INSTRUCTION >>
Please copy the items below word for word, starting at the line that contains "Could you point out the woven" and ending at the line that contains "column 179, row 125", with both of those lines included.

THE RECORDS >>
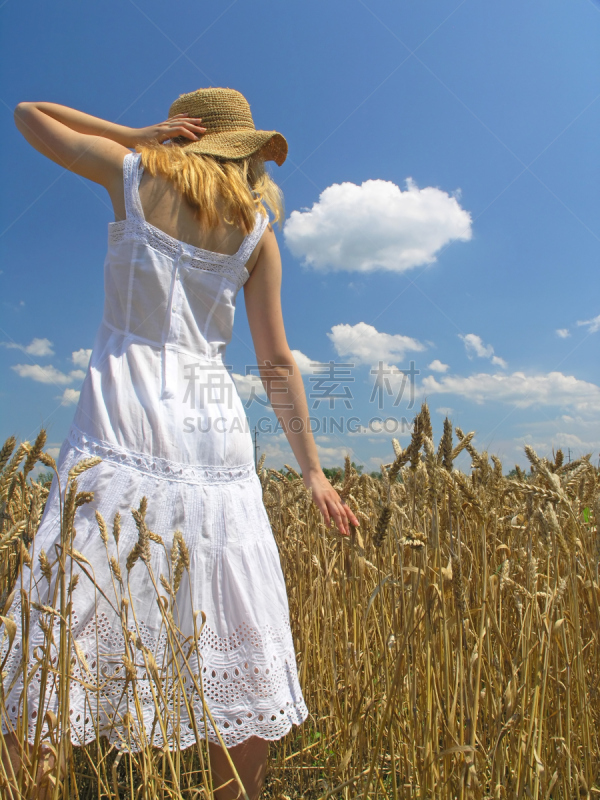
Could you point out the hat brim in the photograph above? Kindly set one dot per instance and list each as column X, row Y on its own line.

* * *

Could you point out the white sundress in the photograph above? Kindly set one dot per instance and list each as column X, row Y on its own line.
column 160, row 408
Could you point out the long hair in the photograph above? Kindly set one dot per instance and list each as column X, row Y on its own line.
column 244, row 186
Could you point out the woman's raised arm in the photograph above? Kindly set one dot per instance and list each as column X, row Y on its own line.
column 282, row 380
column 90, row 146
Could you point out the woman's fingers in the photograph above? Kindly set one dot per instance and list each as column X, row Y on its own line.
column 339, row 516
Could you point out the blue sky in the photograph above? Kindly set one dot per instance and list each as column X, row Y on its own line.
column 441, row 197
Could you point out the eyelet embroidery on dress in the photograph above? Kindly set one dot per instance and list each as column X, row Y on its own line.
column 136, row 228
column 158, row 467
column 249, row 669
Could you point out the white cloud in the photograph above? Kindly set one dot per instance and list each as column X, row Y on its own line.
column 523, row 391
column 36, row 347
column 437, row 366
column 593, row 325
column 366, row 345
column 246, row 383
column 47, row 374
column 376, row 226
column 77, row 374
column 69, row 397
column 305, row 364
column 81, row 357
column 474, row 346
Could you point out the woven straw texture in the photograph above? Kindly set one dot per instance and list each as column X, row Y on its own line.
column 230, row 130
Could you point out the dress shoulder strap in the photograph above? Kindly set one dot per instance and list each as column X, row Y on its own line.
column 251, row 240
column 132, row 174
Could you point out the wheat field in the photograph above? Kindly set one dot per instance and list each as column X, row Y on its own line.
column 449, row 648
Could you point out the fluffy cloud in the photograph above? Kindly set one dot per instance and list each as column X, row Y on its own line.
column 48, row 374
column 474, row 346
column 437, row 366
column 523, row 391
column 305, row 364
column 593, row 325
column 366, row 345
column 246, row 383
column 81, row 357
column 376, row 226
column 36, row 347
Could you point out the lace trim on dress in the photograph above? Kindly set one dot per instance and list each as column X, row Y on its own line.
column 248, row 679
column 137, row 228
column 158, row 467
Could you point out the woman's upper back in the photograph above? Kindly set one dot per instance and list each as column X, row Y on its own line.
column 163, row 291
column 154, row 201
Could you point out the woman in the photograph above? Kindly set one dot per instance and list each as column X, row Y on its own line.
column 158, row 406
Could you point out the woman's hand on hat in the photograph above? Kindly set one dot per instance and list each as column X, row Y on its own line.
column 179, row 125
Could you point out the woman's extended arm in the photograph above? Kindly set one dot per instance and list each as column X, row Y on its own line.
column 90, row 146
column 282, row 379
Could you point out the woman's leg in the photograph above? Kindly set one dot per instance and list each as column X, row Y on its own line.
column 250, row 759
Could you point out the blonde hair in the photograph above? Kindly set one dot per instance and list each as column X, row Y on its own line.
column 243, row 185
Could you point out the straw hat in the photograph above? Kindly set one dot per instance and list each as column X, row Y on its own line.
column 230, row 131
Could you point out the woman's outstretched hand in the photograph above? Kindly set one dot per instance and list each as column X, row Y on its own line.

RESULT >>
Could you point out the woven straw texture in the photograph above? Kindly set one dot per instance and list each as column X, row Y on its own line.
column 230, row 130
Could you point out the dress shoulder strap in the photograph above? Kindly set one dot per instance and list each as column X, row Y on its own line.
column 251, row 240
column 132, row 174
Could you point out the wheat field in the photograph above? Kindly set one dot per instance and list each as column X, row Y on its own line.
column 449, row 648
Could you point out the fluffy cloud in the photograph above? Kindly set one dot per instance and list each as column X, row Y on its own line.
column 48, row 374
column 474, row 346
column 437, row 366
column 523, row 391
column 305, row 364
column 593, row 325
column 366, row 345
column 246, row 383
column 81, row 357
column 376, row 226
column 36, row 347
Could you point out the lace trim on dress in the photograph above? Kindly set one dot per instance and list each as column X, row Y on its own line.
column 248, row 679
column 137, row 228
column 158, row 467
Could you point out the woman's upper back in the photograph above? Kindly set one dot per instance and list each as column X, row Y on its own line.
column 163, row 291
column 154, row 201
Could you point out the woman in the photograph above? Kindly set one dot per instance and list each as column X, row Y on its own line.
column 158, row 406
Could you point out the woman's hand on hat in the photograph above? Kindly set one dot per instance and list each as column X, row Y on its own line.
column 179, row 125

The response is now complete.